- **Task statement**
Return, word for word, the lines of the entries between the line holding "Segment the sandstone" and the line holding "96 149 L 102", inclusive.

- **Data lines**
>>>>>

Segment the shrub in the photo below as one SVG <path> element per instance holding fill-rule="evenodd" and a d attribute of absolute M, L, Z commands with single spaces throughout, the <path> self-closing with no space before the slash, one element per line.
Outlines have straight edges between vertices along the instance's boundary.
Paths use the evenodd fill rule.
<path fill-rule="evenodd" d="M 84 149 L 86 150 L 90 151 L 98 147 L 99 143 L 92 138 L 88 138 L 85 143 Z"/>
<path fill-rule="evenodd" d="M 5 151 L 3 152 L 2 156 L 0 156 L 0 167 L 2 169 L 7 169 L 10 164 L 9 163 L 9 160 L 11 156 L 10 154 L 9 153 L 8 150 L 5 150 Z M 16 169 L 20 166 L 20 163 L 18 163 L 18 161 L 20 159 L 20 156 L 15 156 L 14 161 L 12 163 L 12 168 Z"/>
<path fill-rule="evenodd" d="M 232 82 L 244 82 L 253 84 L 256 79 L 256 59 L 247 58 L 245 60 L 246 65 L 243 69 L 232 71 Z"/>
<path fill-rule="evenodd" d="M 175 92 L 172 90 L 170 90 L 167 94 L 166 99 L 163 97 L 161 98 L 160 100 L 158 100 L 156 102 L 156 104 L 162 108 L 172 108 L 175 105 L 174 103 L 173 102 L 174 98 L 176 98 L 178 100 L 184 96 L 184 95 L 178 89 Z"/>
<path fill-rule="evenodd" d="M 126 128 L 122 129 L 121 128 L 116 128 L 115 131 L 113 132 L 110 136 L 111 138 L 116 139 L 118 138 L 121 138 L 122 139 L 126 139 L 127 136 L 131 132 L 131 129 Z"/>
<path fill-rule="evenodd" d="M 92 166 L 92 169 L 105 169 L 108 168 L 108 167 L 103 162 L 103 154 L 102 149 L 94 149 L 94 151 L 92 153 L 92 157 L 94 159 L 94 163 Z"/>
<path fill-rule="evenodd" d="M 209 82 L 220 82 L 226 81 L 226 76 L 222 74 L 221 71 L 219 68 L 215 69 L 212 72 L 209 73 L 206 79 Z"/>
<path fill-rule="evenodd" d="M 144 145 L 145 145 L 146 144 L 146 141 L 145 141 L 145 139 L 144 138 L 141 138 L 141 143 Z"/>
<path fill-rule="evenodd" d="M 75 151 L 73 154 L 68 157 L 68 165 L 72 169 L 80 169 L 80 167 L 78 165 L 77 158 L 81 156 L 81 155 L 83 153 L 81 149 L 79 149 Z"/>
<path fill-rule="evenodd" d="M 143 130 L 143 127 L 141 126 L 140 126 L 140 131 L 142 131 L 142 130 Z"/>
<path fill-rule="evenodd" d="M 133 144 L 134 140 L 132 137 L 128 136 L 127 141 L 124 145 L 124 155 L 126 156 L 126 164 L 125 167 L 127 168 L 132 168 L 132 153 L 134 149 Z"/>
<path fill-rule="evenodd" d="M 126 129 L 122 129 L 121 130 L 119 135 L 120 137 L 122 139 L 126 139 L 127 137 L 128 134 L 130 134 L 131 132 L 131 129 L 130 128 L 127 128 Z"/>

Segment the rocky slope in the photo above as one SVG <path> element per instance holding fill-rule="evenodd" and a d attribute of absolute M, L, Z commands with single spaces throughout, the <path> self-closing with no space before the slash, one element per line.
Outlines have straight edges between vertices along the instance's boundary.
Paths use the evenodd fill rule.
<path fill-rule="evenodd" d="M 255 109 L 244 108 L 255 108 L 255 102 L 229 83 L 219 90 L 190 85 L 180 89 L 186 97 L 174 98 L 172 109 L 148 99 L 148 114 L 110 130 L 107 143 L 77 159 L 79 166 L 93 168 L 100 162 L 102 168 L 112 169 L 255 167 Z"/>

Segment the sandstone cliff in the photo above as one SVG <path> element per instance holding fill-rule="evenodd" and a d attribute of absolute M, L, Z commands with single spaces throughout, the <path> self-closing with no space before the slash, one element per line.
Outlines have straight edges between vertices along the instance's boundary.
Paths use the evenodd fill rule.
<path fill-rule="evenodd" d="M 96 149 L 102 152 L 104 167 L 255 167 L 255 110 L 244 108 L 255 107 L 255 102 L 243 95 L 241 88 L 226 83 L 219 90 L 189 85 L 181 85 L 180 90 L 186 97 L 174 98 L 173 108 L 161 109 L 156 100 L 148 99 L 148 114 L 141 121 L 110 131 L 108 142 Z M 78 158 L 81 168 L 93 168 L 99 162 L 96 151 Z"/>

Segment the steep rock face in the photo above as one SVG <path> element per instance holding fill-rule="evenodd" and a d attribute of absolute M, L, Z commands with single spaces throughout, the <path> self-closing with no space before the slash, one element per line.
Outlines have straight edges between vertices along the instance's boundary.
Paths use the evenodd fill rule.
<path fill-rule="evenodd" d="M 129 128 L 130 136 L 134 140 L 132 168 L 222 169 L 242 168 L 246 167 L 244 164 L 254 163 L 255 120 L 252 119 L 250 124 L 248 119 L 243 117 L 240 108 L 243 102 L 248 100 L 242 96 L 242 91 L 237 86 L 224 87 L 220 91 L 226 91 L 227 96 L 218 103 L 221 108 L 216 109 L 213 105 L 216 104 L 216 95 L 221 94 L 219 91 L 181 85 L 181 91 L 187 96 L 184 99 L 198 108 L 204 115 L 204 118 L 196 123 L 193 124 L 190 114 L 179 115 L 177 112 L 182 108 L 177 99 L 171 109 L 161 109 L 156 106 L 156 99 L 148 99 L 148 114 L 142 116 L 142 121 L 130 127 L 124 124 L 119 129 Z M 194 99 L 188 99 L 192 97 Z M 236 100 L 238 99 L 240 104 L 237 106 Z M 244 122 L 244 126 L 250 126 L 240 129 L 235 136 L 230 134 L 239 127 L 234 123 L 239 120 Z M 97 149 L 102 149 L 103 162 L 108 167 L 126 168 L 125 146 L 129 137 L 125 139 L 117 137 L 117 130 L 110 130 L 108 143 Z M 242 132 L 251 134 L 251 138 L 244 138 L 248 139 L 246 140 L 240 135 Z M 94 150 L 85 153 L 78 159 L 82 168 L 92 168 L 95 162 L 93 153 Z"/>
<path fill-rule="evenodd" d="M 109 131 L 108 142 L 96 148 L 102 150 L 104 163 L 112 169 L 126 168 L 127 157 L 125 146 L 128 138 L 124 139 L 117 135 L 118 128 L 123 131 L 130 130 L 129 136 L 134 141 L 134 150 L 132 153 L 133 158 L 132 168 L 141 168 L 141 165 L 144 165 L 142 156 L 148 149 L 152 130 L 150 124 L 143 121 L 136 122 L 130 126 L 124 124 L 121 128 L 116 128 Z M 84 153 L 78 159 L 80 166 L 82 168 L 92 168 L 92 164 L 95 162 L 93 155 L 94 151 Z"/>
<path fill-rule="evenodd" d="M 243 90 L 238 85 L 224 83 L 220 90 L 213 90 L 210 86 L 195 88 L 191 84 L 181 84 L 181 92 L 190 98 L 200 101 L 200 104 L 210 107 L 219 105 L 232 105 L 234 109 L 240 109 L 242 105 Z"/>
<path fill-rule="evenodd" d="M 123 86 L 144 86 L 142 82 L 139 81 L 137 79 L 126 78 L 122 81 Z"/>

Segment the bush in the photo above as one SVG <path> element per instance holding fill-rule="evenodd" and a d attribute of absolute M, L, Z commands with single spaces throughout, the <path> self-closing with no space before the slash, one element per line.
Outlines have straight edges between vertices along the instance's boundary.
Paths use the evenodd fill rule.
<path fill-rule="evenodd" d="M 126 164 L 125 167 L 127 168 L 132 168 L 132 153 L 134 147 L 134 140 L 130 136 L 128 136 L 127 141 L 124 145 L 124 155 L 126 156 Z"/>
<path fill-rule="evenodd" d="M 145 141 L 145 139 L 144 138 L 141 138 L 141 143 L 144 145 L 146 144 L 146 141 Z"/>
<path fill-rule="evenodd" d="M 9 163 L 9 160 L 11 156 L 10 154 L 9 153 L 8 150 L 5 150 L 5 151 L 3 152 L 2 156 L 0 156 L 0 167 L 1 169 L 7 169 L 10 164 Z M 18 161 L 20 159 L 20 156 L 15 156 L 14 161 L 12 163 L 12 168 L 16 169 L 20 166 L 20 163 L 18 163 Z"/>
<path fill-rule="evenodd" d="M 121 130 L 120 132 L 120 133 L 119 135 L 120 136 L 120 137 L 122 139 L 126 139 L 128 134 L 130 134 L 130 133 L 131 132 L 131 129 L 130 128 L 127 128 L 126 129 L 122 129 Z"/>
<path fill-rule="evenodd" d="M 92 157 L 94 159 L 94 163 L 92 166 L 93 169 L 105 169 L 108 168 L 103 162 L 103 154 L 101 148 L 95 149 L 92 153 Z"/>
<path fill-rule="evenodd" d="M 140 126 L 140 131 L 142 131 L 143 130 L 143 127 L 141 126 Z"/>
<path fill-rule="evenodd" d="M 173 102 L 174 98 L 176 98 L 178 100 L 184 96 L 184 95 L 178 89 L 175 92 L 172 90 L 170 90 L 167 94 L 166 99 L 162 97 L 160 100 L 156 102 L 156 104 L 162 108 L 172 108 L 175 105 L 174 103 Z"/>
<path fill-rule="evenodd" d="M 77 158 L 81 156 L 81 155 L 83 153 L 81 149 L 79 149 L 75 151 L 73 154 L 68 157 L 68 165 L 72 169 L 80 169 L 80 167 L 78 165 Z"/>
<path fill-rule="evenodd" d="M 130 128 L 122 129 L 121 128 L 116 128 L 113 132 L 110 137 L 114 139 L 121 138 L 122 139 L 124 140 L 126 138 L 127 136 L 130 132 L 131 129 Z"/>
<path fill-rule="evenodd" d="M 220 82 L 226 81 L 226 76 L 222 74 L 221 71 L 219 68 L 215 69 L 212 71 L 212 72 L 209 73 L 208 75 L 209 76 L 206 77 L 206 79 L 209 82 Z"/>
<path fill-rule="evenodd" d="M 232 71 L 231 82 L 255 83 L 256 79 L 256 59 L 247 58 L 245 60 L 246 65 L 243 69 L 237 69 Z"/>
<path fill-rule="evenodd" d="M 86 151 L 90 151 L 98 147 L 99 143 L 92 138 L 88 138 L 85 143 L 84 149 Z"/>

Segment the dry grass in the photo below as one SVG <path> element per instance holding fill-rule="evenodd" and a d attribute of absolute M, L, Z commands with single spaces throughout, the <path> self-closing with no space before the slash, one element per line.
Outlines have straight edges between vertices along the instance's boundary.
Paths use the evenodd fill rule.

<<<<<

- **The result**
Segment the sandstone cliff in the photo above as one SVG <path> element per instance holding fill-rule="evenodd" and a d attribute of absolute M, L, Z commands with single spaces throughout, the <path> self-closing with no space before the slash, one element per line.
Outlines have straight edges between vertices along the instance's boundary.
Paths use the evenodd fill rule.
<path fill-rule="evenodd" d="M 96 149 L 102 152 L 104 167 L 255 167 L 255 110 L 244 108 L 255 107 L 255 102 L 243 95 L 241 88 L 226 83 L 219 90 L 189 85 L 181 85 L 180 90 L 186 97 L 174 98 L 173 108 L 161 109 L 156 100 L 148 99 L 148 114 L 141 121 L 110 131 L 108 142 Z M 78 158 L 81 168 L 93 168 L 99 162 L 96 151 Z"/>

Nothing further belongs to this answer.